» **What you will do**
1 > What do the consent decree excerpt's answers to these questions turn out to be?
(a) How many citizen groups filed a motion to intervene in October 2003?
(b) In what month and year did the judge hear oral arguments from the parties?
(c) By when did the court order discovery to be completed?
2 > Does each statement below agree with the consent decree excerpt? Answer yes or no for each, quoting the deciding words.
(a) The court denied the citizen groups' motion to intervene.
(b) The court's grant of limited discovery covered two facilities.
(c) Final briefing is scheduled to conclude on February 28, 2005.

» **Excerpt provided**
********************

The agreement has gone through the public comment period. In October 2003, three citizen groups filed a motion with the court to intervene in the proceeding to contest the consent decree; the court granted their motion. Also, in October 2003, the government filed its response to public comments and a motion asking the court to approve the amended consent decree. The intervenor groups subsequently filed a motion requesting that the court stay the government’s motion for approval of the decree to allow the intervenors to conduct discovery. Briefing was completed and the judge heard oral arguments from the parties in August 2004. In September 2004, the court granted the intervenors’ request for limited discovery with respect to two facilities within our generation fleet, and ordered that discovery be completed by December 2004. Final briefing is scheduled to be concluded on February 28, 2005. Following the submission of briefs, the court may convene additional hearings.

********************

(Entries from a pointing dataset)

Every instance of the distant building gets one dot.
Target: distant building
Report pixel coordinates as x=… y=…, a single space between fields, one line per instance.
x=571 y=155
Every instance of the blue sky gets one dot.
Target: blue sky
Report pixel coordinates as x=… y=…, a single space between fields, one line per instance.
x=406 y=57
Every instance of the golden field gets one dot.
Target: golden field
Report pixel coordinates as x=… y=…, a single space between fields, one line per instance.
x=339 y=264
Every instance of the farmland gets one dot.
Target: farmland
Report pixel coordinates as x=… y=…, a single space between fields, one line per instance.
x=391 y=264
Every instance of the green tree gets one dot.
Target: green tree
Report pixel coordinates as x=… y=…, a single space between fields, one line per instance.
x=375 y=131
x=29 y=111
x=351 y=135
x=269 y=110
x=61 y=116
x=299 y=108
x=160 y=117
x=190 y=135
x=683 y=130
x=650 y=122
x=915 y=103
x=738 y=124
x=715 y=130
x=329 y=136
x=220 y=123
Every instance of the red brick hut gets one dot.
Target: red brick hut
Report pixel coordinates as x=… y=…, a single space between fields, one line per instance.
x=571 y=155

********************

» **Answers to the problems**
1 >
(a) Three.
(b) August 2004.
(c) December 2004.

2 >
(a) No: "the court granted their motion."
(b) Yes: "limited discovery with respect to two facilities within our generation fleet"
(c) Yes: "Final briefing is scheduled to be concluded on February 28, 2005."